DIY can either save you a packet or see you lose your shirt in a moment of ill-advised drilling. Done well it is both hugely satisfying and financially rewarding but done badly it can be incredibly frustrating and expensive to put right.
Done very, very badly, it can kill you.
With the arrival of spring many people will be looking at tired homes and wondering how they might be able to spruce them up without blowing a fortune or hiring a suddenly in-demand tradesperson to do the job for them. There will be trips to Woodies and Ikea and to paint shops as people seek low-cost ways to make their living spaces prettier by doing it themselves.
The DIY idea as we recognise it today is barely 50 years old
This DIY way is newer than you might think. Emma Muscat is a UK-based social historian with a keen interest in home improvement or at least its evolution and she says the DIY idea as we recognise it today is barely 50 years old.
In the first half of the last century, home transformations were, generally speaking, the preserve of the wealthy, she says. “Decorating your home was an expensive luxury, usually requiring the services of a professional decorator [and] great numbers of people rented their homes and private ownership was far less common.”
Not only that but in the aftermath of the second World War, building materials were in short supply and disposable household income was at an all-time low. “Until the early 1950s, British people still faced an almost daily uphill struggle to cope with austerity measures. Clothes rationing didn’t end until 1949; food in 1954.”
All these things combined meant that interest in home improvement was “virtually nil”, she says.
Blank canvas
But then things changed dramatically in the UK with most of the changes mirrored here too. By the end of 1950s, average weekly wages had doubled and income tax rates had fallen. The average cost of a newly built home – which had fewer rooms and a more neutral interior – was about £2,000. People suddenly had cash to spend and – effectively – a blank canvas to spend it on.

DATA LINES:
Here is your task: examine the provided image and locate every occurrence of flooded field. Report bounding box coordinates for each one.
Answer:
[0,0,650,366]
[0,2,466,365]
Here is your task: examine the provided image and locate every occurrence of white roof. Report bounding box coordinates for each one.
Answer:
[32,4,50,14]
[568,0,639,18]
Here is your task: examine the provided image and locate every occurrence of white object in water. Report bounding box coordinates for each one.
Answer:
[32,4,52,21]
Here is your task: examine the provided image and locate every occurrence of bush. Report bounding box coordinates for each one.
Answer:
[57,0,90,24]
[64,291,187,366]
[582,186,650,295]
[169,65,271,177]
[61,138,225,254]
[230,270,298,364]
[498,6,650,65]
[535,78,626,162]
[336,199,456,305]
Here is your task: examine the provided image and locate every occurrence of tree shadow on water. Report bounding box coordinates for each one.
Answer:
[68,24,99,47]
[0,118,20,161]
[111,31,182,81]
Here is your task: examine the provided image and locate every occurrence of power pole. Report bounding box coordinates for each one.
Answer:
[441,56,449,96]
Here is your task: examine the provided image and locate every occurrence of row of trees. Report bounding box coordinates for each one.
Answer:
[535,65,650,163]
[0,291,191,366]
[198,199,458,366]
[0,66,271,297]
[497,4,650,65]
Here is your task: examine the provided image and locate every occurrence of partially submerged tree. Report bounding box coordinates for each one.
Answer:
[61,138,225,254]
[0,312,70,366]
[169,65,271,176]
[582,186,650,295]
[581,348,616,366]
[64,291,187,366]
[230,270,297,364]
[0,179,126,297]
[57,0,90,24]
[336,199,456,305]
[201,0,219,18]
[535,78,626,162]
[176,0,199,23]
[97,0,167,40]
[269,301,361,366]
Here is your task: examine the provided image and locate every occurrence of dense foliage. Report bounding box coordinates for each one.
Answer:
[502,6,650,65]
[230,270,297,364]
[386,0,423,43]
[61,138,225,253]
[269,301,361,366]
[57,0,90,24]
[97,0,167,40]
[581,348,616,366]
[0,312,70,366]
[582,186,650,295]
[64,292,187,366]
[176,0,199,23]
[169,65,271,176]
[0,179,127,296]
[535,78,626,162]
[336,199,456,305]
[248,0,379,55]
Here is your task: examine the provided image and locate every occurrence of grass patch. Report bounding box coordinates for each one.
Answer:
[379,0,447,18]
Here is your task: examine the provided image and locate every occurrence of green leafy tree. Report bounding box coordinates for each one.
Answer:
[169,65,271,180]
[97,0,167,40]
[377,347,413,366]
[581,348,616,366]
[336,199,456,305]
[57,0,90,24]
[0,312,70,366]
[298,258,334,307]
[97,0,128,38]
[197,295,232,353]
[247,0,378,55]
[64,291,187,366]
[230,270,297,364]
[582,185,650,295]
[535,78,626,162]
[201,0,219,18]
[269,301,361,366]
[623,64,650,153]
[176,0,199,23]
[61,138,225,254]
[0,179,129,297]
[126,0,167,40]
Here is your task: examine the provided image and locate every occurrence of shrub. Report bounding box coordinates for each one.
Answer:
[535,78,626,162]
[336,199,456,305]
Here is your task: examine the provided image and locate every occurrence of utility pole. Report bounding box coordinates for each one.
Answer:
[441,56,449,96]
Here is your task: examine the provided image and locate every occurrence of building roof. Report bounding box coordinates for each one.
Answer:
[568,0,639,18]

YOUR INSTRUCTIONS: According to the article on DIY, in what year did food rationing end in Britain? The material after the text stands apart from it.

SOLUTION FOR THIS PROBLEM: 1954